> [DESCRIPTION OF THE TASK]
Convert the data, from its beginning through the line containing "[0,80,103,122]", into a numbered list with blank lines omitted, and exclude the pictures from the result.

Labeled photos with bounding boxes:
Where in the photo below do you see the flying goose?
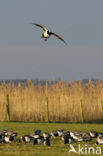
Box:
[31,23,67,45]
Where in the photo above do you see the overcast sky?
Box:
[0,0,103,81]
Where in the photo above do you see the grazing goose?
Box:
[3,135,17,143]
[32,23,67,45]
[19,135,34,143]
[96,136,103,145]
[43,132,51,138]
[33,136,44,145]
[3,130,17,136]
[57,129,64,137]
[44,137,51,146]
[34,130,41,135]
[90,131,98,138]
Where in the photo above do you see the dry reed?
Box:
[0,80,103,122]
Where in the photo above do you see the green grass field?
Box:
[0,122,103,156]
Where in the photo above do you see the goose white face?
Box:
[44,31,50,38]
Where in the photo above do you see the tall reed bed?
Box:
[0,80,103,123]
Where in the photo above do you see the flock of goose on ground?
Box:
[0,129,103,146]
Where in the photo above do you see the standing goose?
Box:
[32,23,67,45]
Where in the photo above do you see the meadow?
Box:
[0,122,103,156]
[0,80,103,123]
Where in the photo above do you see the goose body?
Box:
[96,136,103,145]
[32,23,67,45]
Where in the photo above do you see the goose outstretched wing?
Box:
[32,23,48,31]
[50,32,67,45]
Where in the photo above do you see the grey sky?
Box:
[0,0,103,81]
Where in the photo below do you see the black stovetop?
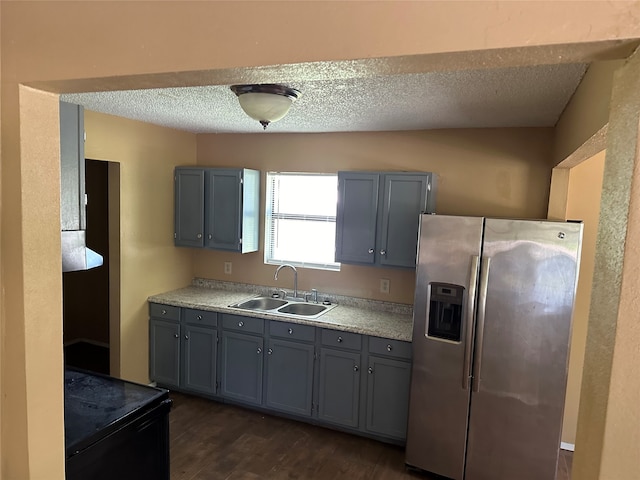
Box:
[64,367,169,457]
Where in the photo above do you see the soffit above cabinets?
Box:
[61,63,588,133]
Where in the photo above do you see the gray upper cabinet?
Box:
[175,167,260,253]
[205,168,260,253]
[366,355,411,440]
[220,331,264,405]
[60,102,87,230]
[266,338,315,416]
[336,172,435,268]
[174,168,205,247]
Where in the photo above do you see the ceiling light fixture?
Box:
[231,83,300,130]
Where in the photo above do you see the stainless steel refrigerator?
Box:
[406,215,582,480]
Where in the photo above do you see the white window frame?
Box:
[264,172,340,271]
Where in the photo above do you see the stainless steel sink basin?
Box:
[229,297,336,318]
[278,303,327,317]
[232,297,288,310]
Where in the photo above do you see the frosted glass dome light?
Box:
[231,84,300,130]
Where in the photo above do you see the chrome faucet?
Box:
[273,263,298,298]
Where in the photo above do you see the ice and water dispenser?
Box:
[427,282,464,342]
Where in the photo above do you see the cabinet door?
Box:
[221,331,263,405]
[318,348,360,428]
[266,339,314,416]
[366,356,411,439]
[205,168,242,252]
[174,168,204,247]
[149,318,180,387]
[336,172,380,265]
[377,174,430,267]
[182,324,218,395]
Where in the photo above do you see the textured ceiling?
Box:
[61,63,587,133]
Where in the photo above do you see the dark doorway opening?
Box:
[62,160,112,374]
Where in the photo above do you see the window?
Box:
[264,172,340,270]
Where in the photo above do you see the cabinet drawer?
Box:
[369,337,411,359]
[184,308,218,327]
[149,303,180,322]
[269,321,316,342]
[322,328,362,350]
[222,315,264,334]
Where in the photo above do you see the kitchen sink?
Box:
[232,297,288,310]
[278,303,327,317]
[229,296,337,318]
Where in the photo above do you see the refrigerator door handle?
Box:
[472,257,491,392]
[462,255,480,390]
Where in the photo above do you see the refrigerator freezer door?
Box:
[406,215,483,480]
[465,219,582,480]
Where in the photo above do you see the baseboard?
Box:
[560,442,576,452]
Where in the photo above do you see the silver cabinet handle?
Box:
[471,257,491,392]
[462,255,480,390]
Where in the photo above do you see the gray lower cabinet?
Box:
[149,318,180,387]
[318,347,361,428]
[149,303,411,444]
[266,338,315,416]
[220,330,264,405]
[182,324,218,395]
[149,303,218,395]
[366,355,411,440]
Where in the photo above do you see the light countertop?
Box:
[148,279,413,342]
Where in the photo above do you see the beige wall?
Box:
[85,110,196,383]
[562,151,605,444]
[553,60,624,165]
[0,1,640,480]
[573,46,640,480]
[193,128,553,304]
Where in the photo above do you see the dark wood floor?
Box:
[170,392,571,480]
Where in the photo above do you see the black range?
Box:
[64,368,171,480]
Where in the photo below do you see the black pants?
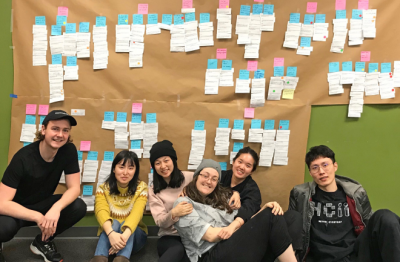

> [TASK ANSWER]
1. Where in the photo below do you see the flying goose?
2. Box:
3. [31,23,67,45]
4. Where in the photo above do you see the overcast sky?
5. Box:
6. [0,0,103,81]
7. Where in the photo above do you see the grazing goose?
8. Box:
9. [3,135,17,143]
10. [32,23,67,45]
11. [19,135,34,143]
12. [96,136,103,145]
13. [43,132,51,138]
14. [33,136,44,145]
15. [3,130,17,136]
16. [57,129,64,137]
17. [44,137,51,146]
18. [34,130,41,135]
19. [90,131,98,138]
20. Where in the photo above do you see the dry reed?
21. Box:
22. [0,80,103,122]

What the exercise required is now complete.